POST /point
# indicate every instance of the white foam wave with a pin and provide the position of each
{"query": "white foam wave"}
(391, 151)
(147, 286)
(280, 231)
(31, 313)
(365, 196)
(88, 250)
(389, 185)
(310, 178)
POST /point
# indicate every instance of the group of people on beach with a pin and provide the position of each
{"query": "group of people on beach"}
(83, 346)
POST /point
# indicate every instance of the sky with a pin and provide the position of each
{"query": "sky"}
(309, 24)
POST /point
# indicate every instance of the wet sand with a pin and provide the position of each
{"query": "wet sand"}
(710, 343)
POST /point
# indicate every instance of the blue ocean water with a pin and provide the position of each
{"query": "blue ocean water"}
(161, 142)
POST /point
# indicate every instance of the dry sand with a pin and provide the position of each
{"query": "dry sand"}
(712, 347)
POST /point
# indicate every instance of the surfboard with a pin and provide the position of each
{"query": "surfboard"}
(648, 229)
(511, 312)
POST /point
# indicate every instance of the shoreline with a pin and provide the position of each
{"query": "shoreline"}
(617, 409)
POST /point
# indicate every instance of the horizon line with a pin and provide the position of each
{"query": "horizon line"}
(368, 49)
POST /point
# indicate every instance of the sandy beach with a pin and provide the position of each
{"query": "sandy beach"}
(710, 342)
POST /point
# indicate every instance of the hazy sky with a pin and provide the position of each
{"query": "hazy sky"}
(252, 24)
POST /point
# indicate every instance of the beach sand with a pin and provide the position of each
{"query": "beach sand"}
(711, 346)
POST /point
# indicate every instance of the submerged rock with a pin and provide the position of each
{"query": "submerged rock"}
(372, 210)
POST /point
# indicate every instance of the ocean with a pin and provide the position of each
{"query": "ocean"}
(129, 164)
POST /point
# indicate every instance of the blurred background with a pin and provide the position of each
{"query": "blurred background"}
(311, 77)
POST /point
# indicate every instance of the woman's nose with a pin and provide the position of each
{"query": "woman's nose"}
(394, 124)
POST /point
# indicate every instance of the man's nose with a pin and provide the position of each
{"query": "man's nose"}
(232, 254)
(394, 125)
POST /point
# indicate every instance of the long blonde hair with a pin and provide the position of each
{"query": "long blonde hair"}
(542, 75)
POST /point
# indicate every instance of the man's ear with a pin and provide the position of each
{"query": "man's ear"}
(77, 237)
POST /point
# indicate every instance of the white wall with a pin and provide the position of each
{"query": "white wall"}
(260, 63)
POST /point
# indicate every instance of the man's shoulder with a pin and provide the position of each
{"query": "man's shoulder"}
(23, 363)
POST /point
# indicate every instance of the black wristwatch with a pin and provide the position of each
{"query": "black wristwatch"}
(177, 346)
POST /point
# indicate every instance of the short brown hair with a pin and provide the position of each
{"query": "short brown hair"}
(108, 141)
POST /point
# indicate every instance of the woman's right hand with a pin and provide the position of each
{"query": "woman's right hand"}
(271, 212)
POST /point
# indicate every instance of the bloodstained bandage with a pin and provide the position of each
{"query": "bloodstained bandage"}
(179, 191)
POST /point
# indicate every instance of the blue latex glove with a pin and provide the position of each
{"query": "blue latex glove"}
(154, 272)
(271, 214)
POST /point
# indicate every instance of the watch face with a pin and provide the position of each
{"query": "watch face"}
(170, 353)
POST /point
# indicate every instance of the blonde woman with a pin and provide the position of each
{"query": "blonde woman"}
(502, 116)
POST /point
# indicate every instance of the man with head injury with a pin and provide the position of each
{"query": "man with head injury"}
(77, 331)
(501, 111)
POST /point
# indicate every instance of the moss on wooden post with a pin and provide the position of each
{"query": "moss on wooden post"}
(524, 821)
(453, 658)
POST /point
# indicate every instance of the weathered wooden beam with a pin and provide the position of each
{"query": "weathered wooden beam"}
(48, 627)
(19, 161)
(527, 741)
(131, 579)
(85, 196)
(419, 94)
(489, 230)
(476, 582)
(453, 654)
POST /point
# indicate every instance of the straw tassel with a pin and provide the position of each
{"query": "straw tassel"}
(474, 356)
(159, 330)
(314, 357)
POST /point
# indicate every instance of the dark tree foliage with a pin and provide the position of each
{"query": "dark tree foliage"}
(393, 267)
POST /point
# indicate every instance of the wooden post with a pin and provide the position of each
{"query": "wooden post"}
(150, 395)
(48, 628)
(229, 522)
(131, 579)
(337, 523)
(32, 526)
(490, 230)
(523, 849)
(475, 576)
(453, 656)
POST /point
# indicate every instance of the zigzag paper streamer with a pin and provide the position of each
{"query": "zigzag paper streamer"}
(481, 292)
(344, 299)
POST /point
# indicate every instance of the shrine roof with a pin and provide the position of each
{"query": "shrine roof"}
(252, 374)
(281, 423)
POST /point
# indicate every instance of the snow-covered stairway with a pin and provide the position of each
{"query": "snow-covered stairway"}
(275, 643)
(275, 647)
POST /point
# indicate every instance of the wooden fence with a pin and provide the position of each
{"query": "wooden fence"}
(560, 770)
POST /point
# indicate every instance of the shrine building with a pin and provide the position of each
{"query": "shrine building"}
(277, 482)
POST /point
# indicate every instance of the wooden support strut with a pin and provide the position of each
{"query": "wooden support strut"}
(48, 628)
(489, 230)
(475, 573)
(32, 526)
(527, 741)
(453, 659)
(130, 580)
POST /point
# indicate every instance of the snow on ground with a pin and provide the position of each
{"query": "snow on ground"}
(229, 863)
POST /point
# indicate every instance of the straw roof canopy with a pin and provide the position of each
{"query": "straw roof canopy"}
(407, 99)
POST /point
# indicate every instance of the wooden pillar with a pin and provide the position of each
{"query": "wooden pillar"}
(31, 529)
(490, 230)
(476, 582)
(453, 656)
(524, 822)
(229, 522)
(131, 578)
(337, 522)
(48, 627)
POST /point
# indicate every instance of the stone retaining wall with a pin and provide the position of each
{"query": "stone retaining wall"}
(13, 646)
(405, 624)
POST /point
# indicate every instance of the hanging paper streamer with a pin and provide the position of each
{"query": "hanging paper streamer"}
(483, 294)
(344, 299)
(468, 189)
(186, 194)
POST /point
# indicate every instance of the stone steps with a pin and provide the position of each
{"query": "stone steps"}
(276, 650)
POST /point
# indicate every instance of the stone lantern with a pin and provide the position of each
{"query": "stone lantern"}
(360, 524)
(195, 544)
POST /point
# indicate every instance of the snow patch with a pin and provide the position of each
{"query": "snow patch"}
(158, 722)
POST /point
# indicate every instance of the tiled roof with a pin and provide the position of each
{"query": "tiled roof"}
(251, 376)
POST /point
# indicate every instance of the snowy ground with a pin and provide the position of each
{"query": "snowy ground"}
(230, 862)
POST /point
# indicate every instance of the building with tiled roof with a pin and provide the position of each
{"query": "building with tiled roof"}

--- What you have to do ---
Output all preceding records character for character.

--- Problem solution ---
POST /point
# indicate every instance of the white foam wave with a pin and provide the position of each
{"query": "white foam wave"}
(391, 151)
(147, 286)
(280, 231)
(31, 313)
(365, 196)
(88, 250)
(389, 185)
(310, 178)
POST /point
# indicate every instance of the group of people on beach with a pin and provide the position of each
{"query": "group of people on beach"}
(83, 346)
POST /point
# indicate every instance of the sky with a pin and provide the position of each
{"query": "sky"}
(309, 24)
POST /point
# indicate every instance of the wet sand with a pin and provide the position of each
{"query": "wet sand"}
(710, 343)
POST /point
# indicate every instance of the blue ocean water with a pin and provide the position of each
{"query": "blue ocean water"}
(161, 142)
POST /point
# indicate every instance of the dry sand with a pin and provide the position of each
{"query": "dry sand"}
(712, 347)
POST /point
# indicate every instance of the surfboard with a pin and provide the position of each
{"query": "surfboard"}
(648, 229)
(511, 312)
POST /point
# indicate every instance of the shoreline with a pin and provide the position of each
{"query": "shoreline"}
(617, 409)
POST /point
# indicate every instance of the horizon line with a pin and provide the position of each
{"query": "horizon line"}
(368, 49)
POST /point
# indicate every instance of the sandy beach with a pin and provide the position of each
{"query": "sandy beach"}
(710, 342)
POST /point
# indicate every instance of the hazy sky with a pin and provide the position of each
{"query": "hazy sky"}
(252, 24)
POST /point
# indicate every instance of the beach sand with a pin and provide the position of each
{"query": "beach sand"}
(711, 346)
POST /point
# indicate every instance of the submerged rock with a pin and provide the position of each
{"query": "submerged rock"}
(372, 210)
POST /point
# indicate every instance of the ocean with a pin and provide the position of each
{"query": "ocean"}
(129, 164)
POST /point
# indicate every instance of the blurred background with a pin and provide the position of each
{"query": "blurred background"}
(311, 77)
POST /point
# indicate every instance of the woman's nose with a pin and provide the position of each
{"query": "woman's nose"}
(394, 124)
POST /point
# indicate every instance of the man's nose with a pin and provide the position of each
{"query": "man's nose"}
(232, 254)
(394, 125)
POST /point
# indicate every instance of the long blonde hair with a pin and provide the position of each
{"query": "long blonde hair"}
(542, 75)
POST /point
# indicate every instance of the man's ear with a pin and provide the position of each
{"query": "man's ear"}
(77, 237)
POST /point
# indicate every instance of the white wall with a pin and provide the position of each
{"query": "white wall"}
(260, 63)
POST /point
# indicate every instance of the man's shoulder with a pin and provide the position of each
{"query": "man's shoulder"}
(23, 363)
POST /point
# indicate every instance of the black wristwatch with a pin and provide the position of each
{"query": "black wristwatch"}
(177, 346)
POST /point
# indicate every instance of the short brown hair with a pin and provide the position of each
{"query": "short brown hair"}
(108, 141)
POST /point
# indicate every instance of the woman's right hand with a pin and provide the position of each
{"query": "woman's right hand"}
(271, 212)
POST /point
# indicate every instance of the bloodstained bandage with a pin and provide the position of each
{"query": "bloodstained bandage"}
(179, 191)
POST /point
# indicate every instance of the blue latex glove with a pin and provide the position of each
{"query": "blue latex glove"}
(154, 272)
(271, 214)
POST /point
# indicate every instance of the watch face with a pin and provide the position of each
{"query": "watch face"}
(170, 353)
POST /point
# indicate every instance of the blonde woman with a pin and provide the position of each
{"query": "blonde woman"}
(502, 116)
POST /point
# indicate every instance of the man with head injury with a pin and provide the position of each
{"query": "man with head injury"}
(77, 331)
(501, 111)
POST /point
# indicate every instance of the moss on wooden post with a pin and provide the position of each
{"query": "moss on wooden post"}
(524, 821)
(453, 658)
POST /point
# indicate every instance of the weathered wooden beam with a pin and provide the position of each
{"query": "weathered wooden beam"}
(48, 627)
(19, 161)
(527, 741)
(131, 579)
(85, 196)
(419, 94)
(489, 230)
(476, 582)
(453, 654)
POST /point
# indicate every instance of the straw tassel with a pin and provide the position of each
{"query": "straw tassel"}
(474, 356)
(159, 330)
(314, 357)
POST /point
# indicate every instance of the dark tree foliage with a pin and provide the position of each
{"query": "dark tree foliage"}
(393, 267)
POST /point
# indicate every instance of the wooden post with a pin and provide the position of each
{"query": "wooden post"}
(150, 395)
(48, 628)
(229, 522)
(131, 579)
(337, 523)
(32, 526)
(490, 230)
(523, 849)
(475, 576)
(453, 656)
POST /point
# indicate every instance of the zigzag paper streamer with a pin and provide the position of each
{"query": "zigzag paper streamer"}
(481, 292)
(344, 299)
POST /point
# indicate every instance of the shrine roof with a pin and provide the position of each
{"query": "shrine roof"}
(252, 374)
(281, 423)
POST /point
# indicate every instance of the snow-covered stairway with a pin and provide the position of each
{"query": "snow-covered stairway"}
(275, 643)
(275, 647)
POST /point
# indicate every instance of the wooden fence with a pin and provide the position of each
{"query": "wooden fence"}
(560, 770)
POST /point
# indicate every instance of the shrine building with a pin and provide the position of each
{"query": "shrine building"}
(277, 482)
POST /point
# indicate every instance of the wooden support strut with a pin and provide the position of each
{"query": "wooden support strut"}
(48, 628)
(489, 230)
(475, 573)
(32, 526)
(527, 741)
(453, 659)
(130, 580)
POST /point
# indicate every instance of the snow on ground with a pin and provide the position of each
{"query": "snow on ground"}
(229, 863)
POST /point
# indicate every instance of the straw roof canopy with a pin and provide the position of each
{"query": "straw roof canopy"}
(407, 99)
POST /point
# indicate every instance of the wooden pillar with a pin and provide the position of each
{"query": "wooden pillar"}
(31, 529)
(490, 230)
(476, 582)
(453, 656)
(524, 822)
(229, 522)
(131, 578)
(337, 522)
(48, 627)
POST /point
# indicate every instance of the stone retaining wall with a pin and provide the position of each
{"query": "stone retaining wall"}
(13, 646)
(405, 624)
POST /point
# indicate every instance of the hanging paper streamer with a pin and provide the position of each
{"query": "hanging paper streamer"}
(483, 294)
(344, 299)
(468, 189)
(186, 194)
POST /point
# indicate every instance of the stone steps with a pin and provide the position of each
{"query": "stone steps"}
(276, 650)
POST /point
# indicate every instance of the stone lantern with a pin and provide the position of each
{"query": "stone lantern"}
(360, 524)
(195, 544)
POST /point
# indicate every instance of the snow patch with a pin and provide the position of each
{"query": "snow patch"}
(158, 722)
POST /point
# indicate every instance of the tiled roof with a pin and provide the position of each
{"query": "tiled roof"}
(251, 376)
POST /point
# indicate every instance of the snowy ground with a pin and provide the position of each
{"query": "snowy ground"}
(230, 862)
POST /point
# indicate every instance of the building with tiled roof with a pin and provide the position of each
{"query": "building with tiled roof"}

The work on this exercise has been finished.